■ Goal: Rewrite the listing from the line containing "Exercise. Mark the dracaena" down through the line containing "[(334, 799), (322, 805)]", substituting "Label" for each "Query" and leaving everything else unchanged.

───── Data rows

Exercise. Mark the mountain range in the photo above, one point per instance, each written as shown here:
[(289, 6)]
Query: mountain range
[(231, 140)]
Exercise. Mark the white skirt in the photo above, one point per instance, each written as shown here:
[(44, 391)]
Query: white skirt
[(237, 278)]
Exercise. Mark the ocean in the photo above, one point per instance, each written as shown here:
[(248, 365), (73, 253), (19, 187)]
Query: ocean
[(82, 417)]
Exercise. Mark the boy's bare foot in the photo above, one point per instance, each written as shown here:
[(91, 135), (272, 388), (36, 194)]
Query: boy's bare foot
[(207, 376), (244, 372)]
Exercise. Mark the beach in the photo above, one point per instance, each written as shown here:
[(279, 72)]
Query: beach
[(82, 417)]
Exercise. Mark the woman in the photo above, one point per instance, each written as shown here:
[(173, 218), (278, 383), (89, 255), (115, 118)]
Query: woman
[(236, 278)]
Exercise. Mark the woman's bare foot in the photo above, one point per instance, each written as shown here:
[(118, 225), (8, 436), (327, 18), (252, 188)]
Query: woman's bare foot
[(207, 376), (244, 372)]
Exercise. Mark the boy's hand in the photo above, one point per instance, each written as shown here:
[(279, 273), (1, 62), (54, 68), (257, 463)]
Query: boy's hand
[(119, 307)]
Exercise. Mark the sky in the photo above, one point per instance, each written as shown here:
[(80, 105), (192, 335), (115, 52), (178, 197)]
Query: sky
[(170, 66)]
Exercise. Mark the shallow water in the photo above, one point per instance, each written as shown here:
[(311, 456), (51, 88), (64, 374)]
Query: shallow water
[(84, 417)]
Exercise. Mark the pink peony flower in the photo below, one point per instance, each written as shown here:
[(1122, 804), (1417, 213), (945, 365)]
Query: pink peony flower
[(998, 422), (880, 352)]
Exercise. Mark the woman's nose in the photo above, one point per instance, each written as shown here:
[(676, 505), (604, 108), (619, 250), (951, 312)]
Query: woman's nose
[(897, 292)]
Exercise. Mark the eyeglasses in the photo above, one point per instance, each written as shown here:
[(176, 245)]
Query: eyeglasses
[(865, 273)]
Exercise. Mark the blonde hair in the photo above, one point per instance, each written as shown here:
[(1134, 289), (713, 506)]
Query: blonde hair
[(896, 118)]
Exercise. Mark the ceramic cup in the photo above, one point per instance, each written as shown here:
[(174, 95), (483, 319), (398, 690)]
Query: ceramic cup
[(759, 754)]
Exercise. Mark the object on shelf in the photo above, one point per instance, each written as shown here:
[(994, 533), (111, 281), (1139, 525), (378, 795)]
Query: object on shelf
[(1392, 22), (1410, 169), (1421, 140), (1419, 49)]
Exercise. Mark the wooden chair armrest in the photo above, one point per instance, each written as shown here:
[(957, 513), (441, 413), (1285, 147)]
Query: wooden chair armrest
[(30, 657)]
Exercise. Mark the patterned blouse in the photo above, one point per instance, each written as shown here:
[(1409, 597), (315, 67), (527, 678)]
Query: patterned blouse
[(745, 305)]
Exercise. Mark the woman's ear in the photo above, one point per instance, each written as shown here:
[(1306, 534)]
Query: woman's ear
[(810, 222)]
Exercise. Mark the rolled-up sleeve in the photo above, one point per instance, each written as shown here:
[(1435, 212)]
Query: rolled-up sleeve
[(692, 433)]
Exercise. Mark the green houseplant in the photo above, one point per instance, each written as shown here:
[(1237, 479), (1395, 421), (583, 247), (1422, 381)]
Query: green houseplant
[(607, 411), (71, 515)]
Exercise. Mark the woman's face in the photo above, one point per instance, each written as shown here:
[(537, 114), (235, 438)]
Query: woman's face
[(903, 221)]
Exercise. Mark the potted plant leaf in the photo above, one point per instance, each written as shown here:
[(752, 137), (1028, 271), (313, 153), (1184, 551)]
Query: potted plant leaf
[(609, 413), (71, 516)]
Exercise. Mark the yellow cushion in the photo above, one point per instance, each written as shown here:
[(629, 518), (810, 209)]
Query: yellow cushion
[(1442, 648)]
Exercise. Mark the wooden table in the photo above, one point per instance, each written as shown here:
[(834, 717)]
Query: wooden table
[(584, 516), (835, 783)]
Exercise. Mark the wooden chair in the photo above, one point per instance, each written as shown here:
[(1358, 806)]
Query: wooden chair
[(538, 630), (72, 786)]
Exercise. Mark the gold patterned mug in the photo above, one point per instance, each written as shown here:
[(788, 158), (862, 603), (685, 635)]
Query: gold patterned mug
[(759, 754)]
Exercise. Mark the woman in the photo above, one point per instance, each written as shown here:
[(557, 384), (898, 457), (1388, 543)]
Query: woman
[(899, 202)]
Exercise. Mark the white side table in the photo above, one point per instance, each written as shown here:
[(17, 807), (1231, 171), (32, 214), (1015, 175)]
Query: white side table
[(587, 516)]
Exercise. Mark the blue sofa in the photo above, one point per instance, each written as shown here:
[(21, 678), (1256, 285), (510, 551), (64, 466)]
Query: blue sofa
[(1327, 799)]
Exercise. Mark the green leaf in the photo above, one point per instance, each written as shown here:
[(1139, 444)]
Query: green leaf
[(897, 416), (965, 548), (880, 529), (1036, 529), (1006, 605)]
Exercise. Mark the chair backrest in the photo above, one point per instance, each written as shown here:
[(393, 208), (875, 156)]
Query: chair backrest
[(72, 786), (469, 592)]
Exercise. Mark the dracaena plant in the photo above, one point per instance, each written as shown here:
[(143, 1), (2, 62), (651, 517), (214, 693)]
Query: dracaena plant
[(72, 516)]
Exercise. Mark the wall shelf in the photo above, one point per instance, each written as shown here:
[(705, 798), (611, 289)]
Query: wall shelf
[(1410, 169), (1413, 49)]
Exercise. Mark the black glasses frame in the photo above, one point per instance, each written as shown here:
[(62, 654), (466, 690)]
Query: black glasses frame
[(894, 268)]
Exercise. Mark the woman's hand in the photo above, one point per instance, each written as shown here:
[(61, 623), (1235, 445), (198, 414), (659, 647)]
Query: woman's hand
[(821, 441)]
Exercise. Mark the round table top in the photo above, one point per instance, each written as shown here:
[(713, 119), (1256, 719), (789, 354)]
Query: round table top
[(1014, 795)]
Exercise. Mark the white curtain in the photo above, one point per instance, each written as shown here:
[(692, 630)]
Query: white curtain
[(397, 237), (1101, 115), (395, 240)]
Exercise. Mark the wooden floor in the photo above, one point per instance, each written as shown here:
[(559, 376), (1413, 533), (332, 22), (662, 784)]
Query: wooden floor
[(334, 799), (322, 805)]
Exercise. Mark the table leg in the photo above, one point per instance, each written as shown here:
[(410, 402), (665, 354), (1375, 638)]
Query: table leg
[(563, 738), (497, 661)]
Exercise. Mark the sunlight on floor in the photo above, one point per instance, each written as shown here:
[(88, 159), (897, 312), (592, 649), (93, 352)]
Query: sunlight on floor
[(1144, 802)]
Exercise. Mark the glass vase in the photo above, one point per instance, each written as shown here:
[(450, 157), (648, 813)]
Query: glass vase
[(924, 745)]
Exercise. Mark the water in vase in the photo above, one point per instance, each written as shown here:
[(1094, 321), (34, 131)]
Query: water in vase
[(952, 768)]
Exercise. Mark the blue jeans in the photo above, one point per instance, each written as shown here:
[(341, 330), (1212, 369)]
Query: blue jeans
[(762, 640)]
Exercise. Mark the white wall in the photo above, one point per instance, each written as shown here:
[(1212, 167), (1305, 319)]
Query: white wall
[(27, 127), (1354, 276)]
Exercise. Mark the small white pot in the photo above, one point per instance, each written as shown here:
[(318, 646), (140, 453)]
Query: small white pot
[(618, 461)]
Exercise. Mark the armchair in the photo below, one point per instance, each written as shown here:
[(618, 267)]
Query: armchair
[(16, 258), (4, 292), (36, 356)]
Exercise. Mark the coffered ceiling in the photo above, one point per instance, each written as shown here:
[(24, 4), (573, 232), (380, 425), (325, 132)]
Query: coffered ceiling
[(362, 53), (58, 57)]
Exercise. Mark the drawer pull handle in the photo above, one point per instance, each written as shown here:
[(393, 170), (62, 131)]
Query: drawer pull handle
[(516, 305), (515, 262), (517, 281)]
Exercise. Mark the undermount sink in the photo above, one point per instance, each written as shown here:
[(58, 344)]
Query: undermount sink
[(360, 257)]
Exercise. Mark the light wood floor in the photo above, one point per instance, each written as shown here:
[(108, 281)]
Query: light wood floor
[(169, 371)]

──────────

■ Complete answer:
Exercise. Mark the dracaena plant in the photo above, one point per instance, each written as shown here:
[(143, 1), (2, 62), (651, 517), (214, 693)]
Label: dracaena plant
[(72, 516)]
Exercise. Mark the wall shelf in the photo above, one point per instance, each written as shown here:
[(705, 798), (611, 289)]
Label: wall shelf
[(1410, 169), (1413, 49)]
Exercise. Mark the black glasses frame in the photo above, one point per instance, each written as shown here:
[(62, 654), (466, 690)]
Label: black glasses frame
[(894, 268)]
Exercise. Mark the woman's hand in the photo above, one point per instance, each written as shown here:
[(61, 623), (1235, 445), (198, 414), (659, 647)]
Label: woman's hand
[(821, 441)]
Exercise. Mark the round table top in the photo above, one point per instance, each written as shown here:
[(713, 119), (1256, 719), (789, 354)]
Label: round table top
[(1014, 795)]
Exercise. Mark the white curtain in the photo above, one point per instance, each written as shown here:
[(692, 630)]
Label: white curtain
[(397, 237), (1101, 115), (395, 240)]
Exercise. Mark the wooden floor in the photo above, one point per instance, each written as shown here:
[(559, 376), (1413, 533), (332, 22), (662, 784)]
Label: wooden floor
[(334, 799), (322, 805)]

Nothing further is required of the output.